▶ Entries supplied
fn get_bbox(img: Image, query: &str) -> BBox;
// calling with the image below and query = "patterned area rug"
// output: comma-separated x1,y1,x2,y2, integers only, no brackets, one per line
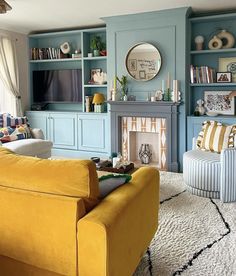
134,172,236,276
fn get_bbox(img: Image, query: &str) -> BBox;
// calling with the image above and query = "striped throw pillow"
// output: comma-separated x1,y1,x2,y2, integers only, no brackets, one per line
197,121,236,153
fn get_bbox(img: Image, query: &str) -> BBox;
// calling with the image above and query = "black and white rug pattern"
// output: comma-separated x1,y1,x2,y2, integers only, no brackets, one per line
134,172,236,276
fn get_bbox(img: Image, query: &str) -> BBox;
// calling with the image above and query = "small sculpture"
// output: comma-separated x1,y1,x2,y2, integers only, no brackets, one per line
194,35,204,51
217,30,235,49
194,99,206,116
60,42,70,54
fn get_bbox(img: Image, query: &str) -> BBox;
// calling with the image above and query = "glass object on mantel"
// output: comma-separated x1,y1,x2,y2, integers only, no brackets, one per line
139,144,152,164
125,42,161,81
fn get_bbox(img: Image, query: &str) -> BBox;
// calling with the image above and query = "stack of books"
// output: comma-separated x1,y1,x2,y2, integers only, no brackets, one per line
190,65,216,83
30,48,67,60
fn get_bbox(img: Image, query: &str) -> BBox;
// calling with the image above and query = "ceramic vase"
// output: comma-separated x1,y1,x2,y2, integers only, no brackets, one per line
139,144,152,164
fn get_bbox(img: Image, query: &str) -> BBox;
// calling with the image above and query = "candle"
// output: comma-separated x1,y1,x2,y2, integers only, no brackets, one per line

---

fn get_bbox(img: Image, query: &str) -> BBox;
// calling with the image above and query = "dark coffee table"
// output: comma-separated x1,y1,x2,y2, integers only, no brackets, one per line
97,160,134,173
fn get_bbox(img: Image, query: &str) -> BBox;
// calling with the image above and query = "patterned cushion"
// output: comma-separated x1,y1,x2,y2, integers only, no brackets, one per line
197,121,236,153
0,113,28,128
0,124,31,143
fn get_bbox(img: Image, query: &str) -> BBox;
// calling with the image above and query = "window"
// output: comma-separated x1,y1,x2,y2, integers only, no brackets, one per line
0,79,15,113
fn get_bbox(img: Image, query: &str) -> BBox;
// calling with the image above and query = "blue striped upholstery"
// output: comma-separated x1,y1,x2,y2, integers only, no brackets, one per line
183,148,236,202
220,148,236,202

▶ What to do
List every line of the material above that contains the word "striped", treating uppercase and lowercase letters as different.

▶ Output below
// calling with the image above and query = "striped throw pillow"
// calling with the image above and query = "blue striped upholstery"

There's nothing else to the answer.